Stored data entries:
*** Begin section ***

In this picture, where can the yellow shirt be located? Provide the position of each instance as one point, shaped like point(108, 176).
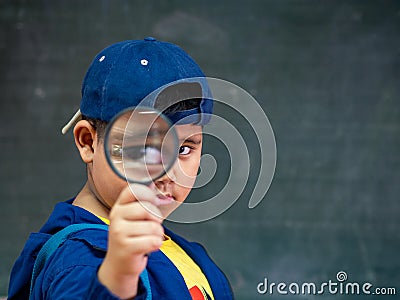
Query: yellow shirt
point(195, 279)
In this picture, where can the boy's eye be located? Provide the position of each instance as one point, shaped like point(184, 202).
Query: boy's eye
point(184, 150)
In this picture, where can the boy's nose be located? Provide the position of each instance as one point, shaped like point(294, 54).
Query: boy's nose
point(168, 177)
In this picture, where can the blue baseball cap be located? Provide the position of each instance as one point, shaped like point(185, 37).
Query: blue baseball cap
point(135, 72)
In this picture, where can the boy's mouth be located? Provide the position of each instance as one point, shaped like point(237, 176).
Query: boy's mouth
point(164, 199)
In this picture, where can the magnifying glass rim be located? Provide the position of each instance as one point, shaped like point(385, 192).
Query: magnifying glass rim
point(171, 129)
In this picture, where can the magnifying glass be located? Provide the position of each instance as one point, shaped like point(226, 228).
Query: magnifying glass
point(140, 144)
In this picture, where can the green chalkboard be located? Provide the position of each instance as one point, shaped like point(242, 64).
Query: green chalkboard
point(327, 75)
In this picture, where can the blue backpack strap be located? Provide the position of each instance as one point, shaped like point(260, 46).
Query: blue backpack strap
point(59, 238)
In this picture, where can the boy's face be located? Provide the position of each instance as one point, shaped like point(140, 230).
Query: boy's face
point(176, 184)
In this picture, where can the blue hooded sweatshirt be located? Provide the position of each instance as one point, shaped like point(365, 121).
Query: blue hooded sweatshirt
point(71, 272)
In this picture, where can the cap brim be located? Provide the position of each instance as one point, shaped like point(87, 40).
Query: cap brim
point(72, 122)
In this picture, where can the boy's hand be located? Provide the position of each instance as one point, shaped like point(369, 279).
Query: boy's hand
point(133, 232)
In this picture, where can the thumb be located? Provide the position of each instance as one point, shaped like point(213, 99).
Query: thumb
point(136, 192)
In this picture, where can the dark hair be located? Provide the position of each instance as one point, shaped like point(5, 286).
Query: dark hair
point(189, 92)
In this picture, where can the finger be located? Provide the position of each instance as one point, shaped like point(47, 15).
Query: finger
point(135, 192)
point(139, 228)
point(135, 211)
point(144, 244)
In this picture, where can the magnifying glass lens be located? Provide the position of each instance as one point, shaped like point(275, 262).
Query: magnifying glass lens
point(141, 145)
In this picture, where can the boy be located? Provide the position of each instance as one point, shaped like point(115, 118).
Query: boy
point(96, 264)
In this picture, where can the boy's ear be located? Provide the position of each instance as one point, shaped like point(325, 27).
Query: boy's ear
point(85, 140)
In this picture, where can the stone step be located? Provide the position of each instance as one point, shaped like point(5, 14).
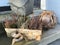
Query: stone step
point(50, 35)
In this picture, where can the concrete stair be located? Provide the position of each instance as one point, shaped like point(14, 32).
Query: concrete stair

*** End section ***

**AIM OF THE TASK**
The answer needed is a single number: how many lines in the records above hold the string "concrete". Please write nothing else.

**OUTPUT BELOW**
2